(Items from a dataset)
------------------------------------------------
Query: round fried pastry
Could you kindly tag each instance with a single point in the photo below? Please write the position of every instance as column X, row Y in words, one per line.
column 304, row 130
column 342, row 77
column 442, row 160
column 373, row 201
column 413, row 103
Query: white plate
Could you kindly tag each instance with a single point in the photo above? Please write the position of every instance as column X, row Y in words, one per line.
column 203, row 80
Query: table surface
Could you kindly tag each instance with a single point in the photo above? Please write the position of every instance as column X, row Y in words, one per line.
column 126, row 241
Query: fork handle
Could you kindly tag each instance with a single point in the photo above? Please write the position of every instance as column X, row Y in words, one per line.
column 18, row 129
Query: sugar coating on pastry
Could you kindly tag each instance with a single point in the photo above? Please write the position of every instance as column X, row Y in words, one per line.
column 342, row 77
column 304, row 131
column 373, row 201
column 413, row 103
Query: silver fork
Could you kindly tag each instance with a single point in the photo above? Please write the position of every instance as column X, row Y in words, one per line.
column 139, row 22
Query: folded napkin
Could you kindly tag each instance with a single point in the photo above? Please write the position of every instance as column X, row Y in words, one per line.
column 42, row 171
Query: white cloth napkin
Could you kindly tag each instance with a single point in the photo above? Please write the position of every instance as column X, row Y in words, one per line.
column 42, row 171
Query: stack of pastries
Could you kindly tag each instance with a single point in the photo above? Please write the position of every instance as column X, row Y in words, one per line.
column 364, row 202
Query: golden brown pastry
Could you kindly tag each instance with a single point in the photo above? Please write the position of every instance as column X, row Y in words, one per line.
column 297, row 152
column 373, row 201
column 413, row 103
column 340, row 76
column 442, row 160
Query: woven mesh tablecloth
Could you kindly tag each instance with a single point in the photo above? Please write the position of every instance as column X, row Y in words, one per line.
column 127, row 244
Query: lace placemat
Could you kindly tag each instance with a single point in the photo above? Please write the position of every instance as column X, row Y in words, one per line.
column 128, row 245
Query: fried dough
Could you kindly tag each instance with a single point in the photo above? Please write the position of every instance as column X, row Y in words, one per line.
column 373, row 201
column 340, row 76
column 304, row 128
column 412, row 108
------------------------------------------------
> _ASSIGNED TASK_: Throughout the data above, copy all lines where the word "fried" is found.

> _TASK ANSWER_:
Query: round fried pastry
Query: fried dough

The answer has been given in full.